Assigned task> Only one range belongs in the answer: the line holding "formatted like [188,6]." through the last line of the records, reproduced as is.

--- Data supplied ---

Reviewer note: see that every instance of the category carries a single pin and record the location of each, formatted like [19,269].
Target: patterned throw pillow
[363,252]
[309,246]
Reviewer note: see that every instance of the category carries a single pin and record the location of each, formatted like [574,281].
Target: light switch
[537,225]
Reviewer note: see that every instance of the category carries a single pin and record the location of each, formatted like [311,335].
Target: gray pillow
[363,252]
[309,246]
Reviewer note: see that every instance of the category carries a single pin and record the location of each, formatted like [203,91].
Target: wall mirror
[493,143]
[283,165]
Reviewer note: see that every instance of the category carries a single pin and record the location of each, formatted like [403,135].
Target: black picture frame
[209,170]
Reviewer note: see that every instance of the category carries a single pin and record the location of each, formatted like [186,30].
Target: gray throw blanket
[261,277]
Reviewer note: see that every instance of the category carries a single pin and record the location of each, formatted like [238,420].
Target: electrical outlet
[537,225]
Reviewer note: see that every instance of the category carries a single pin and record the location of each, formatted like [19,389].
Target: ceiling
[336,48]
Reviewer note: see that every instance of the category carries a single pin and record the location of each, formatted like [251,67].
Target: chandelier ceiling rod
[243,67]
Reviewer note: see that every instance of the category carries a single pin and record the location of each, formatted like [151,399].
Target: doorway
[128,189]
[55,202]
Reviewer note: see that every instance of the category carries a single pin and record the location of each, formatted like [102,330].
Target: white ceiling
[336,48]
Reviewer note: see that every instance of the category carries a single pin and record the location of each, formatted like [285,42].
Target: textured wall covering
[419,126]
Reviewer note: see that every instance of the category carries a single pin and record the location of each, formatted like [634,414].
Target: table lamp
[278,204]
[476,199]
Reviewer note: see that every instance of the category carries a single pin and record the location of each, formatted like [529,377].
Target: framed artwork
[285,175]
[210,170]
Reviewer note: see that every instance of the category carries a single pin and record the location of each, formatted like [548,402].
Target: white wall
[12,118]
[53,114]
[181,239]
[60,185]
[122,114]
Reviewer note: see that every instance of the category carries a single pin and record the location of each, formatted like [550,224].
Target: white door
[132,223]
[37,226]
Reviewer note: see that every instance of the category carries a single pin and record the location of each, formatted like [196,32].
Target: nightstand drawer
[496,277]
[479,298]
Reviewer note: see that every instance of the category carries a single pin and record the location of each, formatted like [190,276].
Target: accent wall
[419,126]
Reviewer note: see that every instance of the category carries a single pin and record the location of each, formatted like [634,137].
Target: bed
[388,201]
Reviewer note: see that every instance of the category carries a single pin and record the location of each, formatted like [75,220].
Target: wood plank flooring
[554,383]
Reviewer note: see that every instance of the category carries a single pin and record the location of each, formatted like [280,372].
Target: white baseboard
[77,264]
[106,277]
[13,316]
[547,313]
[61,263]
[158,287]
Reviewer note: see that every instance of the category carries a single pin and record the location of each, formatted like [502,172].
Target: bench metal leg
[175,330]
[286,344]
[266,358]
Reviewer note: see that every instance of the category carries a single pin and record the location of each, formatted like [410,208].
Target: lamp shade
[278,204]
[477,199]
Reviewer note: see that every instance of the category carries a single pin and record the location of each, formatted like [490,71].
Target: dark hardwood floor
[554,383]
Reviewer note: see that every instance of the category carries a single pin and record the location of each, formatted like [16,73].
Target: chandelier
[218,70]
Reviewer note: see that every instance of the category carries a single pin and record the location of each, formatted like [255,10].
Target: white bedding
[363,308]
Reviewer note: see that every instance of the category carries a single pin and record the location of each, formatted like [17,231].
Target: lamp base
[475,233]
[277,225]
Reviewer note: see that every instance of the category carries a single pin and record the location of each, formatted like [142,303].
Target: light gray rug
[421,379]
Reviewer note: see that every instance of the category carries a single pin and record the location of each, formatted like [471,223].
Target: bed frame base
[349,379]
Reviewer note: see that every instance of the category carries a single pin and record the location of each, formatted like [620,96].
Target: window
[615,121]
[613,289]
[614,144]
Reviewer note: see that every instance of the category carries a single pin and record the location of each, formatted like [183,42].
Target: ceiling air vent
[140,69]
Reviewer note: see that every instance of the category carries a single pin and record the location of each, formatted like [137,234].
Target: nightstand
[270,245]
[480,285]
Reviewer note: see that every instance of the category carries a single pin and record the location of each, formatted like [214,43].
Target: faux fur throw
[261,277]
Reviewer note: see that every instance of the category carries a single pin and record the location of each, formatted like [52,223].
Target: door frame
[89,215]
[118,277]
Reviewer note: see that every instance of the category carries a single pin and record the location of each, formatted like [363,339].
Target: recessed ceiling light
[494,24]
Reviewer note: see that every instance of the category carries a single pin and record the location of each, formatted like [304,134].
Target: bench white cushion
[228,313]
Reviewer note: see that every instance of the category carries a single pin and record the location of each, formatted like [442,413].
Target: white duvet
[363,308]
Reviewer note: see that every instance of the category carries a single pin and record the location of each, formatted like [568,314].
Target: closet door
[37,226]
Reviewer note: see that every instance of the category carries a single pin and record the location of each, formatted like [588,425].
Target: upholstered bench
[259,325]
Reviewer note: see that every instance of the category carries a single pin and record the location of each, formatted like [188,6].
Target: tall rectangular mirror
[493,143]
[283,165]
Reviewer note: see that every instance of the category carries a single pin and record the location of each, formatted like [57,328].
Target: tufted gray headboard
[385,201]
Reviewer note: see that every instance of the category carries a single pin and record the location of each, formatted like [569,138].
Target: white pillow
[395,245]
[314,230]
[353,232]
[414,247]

---

Worked solution>
Reviewer note: see that every instance of the category carries a single pin and record the location of each, formatted like [188,6].
Target: tall rectangular mirror
[493,143]
[283,165]
Reviewer note: see that every instance of the category carries a single pin and record the location of each, formatted like [57,328].
Target: tufted gray headboard
[385,201]
Reviewer note: see that every instance of the category carries a single pin and record the location of each, formatted like [569,138].
Target: white pillow
[395,245]
[314,230]
[353,232]
[414,247]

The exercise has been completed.